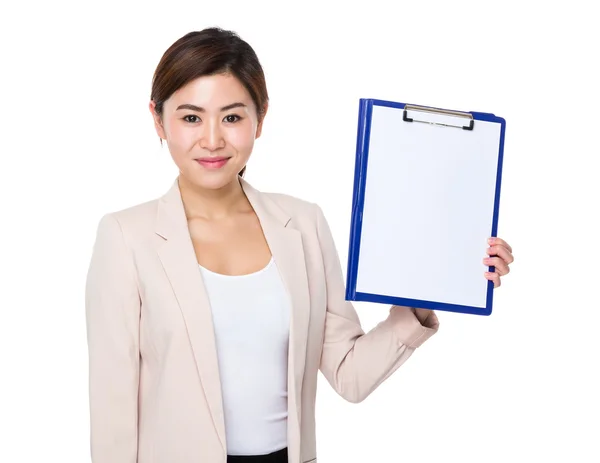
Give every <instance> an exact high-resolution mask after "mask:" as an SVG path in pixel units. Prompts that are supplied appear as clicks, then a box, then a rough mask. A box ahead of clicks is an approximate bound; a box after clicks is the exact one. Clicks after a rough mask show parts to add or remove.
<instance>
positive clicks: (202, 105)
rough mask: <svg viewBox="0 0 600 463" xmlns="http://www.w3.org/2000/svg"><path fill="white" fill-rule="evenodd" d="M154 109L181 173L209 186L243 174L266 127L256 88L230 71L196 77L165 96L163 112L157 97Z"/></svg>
mask: <svg viewBox="0 0 600 463" xmlns="http://www.w3.org/2000/svg"><path fill="white" fill-rule="evenodd" d="M150 110H151V112H152V114H153V116H154V122H155V127H156V131H157V133H158V135H159V136H160V137H161V138H163V139H166V141H167V145H168V147H169V151H170V153H171V157H172V158H173V161H174V162H175V164H176V165H177V167H178V168H179V171H180V173H181V175H183V176H184V177H185V180H186V181H187V182H189V183H191V184H192V185H194V186H197V187H200V188H204V189H213V190H214V189H220V188H223V187H226V186H228V185H230V184H231V182H232V181H234V180H236V179H237V175H238V173H239V172H240V171H241V170H242V168H243V167H244V166H245V165H246V163H247V162H248V159H249V158H250V154H251V152H252V148H253V146H254V140H255V139H256V138H258V137H259V136H260V133H261V129H262V121H261V122H260V123H259V122H258V118H257V108H256V106H255V104H254V102H253V101H252V98H251V96H250V94H249V93H248V91H247V90H246V89H245V87H244V86H243V85H242V84H241V83H240V81H238V80H237V79H236V78H235V77H233V76H231V75H230V74H218V75H212V76H203V77H199V78H198V79H196V80H193V81H191V82H190V83H188V84H187V85H185V86H184V87H182V88H180V89H179V90H177V91H176V92H175V93H174V94H173V95H171V97H170V98H169V99H168V100H167V101H165V103H164V105H163V114H162V117H158V115H156V113H155V111H154V102H153V101H152V102H150Z"/></svg>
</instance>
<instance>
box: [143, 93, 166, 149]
mask: <svg viewBox="0 0 600 463" xmlns="http://www.w3.org/2000/svg"><path fill="white" fill-rule="evenodd" d="M148 107H149V109H150V113H151V114H152V119H154V128H155V129H156V133H157V134H158V136H159V137H160V139H161V140H164V139H166V138H167V137H166V136H165V128H164V127H163V123H162V119H161V117H160V115H158V114H157V113H156V103H155V102H154V100H150V104H149V105H148Z"/></svg>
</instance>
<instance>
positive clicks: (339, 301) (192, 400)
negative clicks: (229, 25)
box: [86, 28, 513, 463]
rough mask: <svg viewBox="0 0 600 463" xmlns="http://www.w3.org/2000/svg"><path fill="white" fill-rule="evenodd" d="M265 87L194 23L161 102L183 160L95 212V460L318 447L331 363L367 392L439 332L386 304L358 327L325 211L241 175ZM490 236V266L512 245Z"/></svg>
mask: <svg viewBox="0 0 600 463" xmlns="http://www.w3.org/2000/svg"><path fill="white" fill-rule="evenodd" d="M267 107H268V96H267V90H266V86H265V79H264V76H263V71H262V69H261V66H260V64H259V61H258V59H257V57H256V55H255V54H254V51H253V50H252V48H251V47H250V46H249V45H248V44H247V43H245V42H244V41H243V40H241V39H240V38H239V37H237V36H236V35H235V34H234V33H232V32H227V31H223V30H220V29H214V28H211V29H206V30H203V31H201V32H193V33H190V34H187V35H185V36H184V37H182V38H181V39H179V40H178V41H177V42H175V43H174V44H173V45H172V46H171V47H170V48H169V49H168V50H167V51H166V53H165V54H164V56H163V57H162V59H161V61H160V63H159V64H158V67H157V69H156V72H155V75H154V79H153V84H152V93H151V102H150V111H151V113H152V116H153V118H154V124H155V127H156V131H157V133H158V135H159V136H160V138H161V142H162V140H166V143H167V144H168V147H169V151H170V153H171V156H172V158H173V161H174V162H175V164H176V165H177V167H178V168H179V175H178V177H177V179H176V180H175V182H174V183H173V185H172V187H171V188H170V189H169V191H168V192H166V194H165V195H164V196H162V197H160V198H158V199H155V200H153V201H149V202H145V203H143V204H139V205H135V206H133V207H130V208H127V209H124V210H121V211H117V212H112V213H109V214H106V215H104V216H103V217H102V219H101V220H100V223H99V225H98V230H97V236H96V242H95V245H94V250H93V255H92V259H91V263H90V267H89V272H88V277H87V285H86V314H87V328H88V342H89V360H90V407H91V451H92V457H93V458H92V459H93V462H94V463H125V462H127V463H134V462H137V463H220V462H222V463H225V462H236V461H239V462H245V461H253V462H267V461H268V462H287V461H290V462H293V463H307V462H316V461H317V459H316V444H315V408H314V407H315V394H316V387H317V373H318V371H319V370H320V371H321V372H322V373H323V375H324V376H325V378H326V379H327V380H328V382H329V383H330V384H331V386H332V387H333V388H334V389H335V390H336V391H337V392H338V393H339V394H340V395H341V396H342V397H344V398H345V399H346V400H348V401H350V402H354V403H356V402H360V401H362V400H364V399H365V398H366V397H367V396H368V395H369V394H370V393H371V392H373V391H374V390H375V389H376V388H377V387H378V386H379V385H380V384H381V383H382V382H383V381H384V380H385V379H386V378H388V377H389V376H390V375H391V374H392V373H393V372H394V371H395V370H396V369H398V368H399V367H400V366H401V365H402V364H403V363H404V362H405V361H406V360H407V359H408V358H409V357H410V356H411V355H412V354H413V352H414V351H415V349H416V348H418V347H419V346H420V345H422V344H423V343H424V342H425V341H426V340H427V339H428V338H430V337H431V336H432V335H433V334H434V333H435V332H436V331H437V329H438V320H437V317H436V315H435V313H433V312H431V311H429V310H424V309H416V310H415V309H412V308H409V307H399V306H393V307H391V309H390V313H389V316H388V317H387V318H386V320H384V321H382V322H381V323H380V324H379V325H378V326H376V327H375V328H374V329H372V330H371V331H369V332H368V333H365V332H364V331H363V330H362V328H361V324H360V321H359V318H358V316H357V313H356V312H355V310H354V308H353V306H352V305H351V303H349V302H347V301H345V298H344V282H343V278H342V271H341V266H340V262H339V258H338V255H337V253H336V249H335V245H334V241H333V238H332V235H331V232H330V230H329V228H328V225H327V222H326V220H325V218H324V216H323V213H322V211H321V209H320V208H319V207H318V206H317V205H315V204H312V203H309V202H306V201H303V200H300V199H297V198H293V197H291V196H287V195H283V194H267V193H262V192H259V191H257V190H256V189H254V188H253V187H252V186H251V185H250V184H248V183H247V182H246V181H245V180H244V179H243V177H242V175H243V173H244V169H245V165H246V163H247V161H248V159H249V157H250V154H251V152H252V148H253V144H254V140H255V139H256V138H258V137H259V136H260V134H261V131H262V125H263V121H264V118H265V114H266V112H267ZM511 252H512V250H511V248H510V246H509V245H508V244H507V243H506V242H504V241H503V240H500V239H496V241H495V243H494V245H492V246H491V247H490V248H488V253H489V254H490V256H491V257H490V260H489V262H486V263H488V264H489V265H494V266H495V267H496V272H495V273H494V274H493V275H488V276H487V278H489V279H492V280H494V284H495V286H498V285H499V284H500V276H501V275H504V274H506V273H508V270H509V269H508V264H510V263H511V262H512V260H513V257H512V254H511Z"/></svg>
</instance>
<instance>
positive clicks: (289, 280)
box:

· · ·

**PROBLEM TO WORK ON**: Using the entries above, return each line in which the word "clicks" occurs.

**FINISHED TASK**:
Give every <instance> an exact high-resolution mask after "mask:" as an SVG path in pixel units. Prompts that are supplied appear as clicks, then a box, then a rough mask. A box ahead of clicks is an approximate bound; a box after clicks is the exact one. Clicks after a rough mask show parts to add or remove.
positive clicks: (202, 105)
positive clicks: (339, 301) (192, 400)
negative clicks: (229, 25)
positive clicks: (289, 280)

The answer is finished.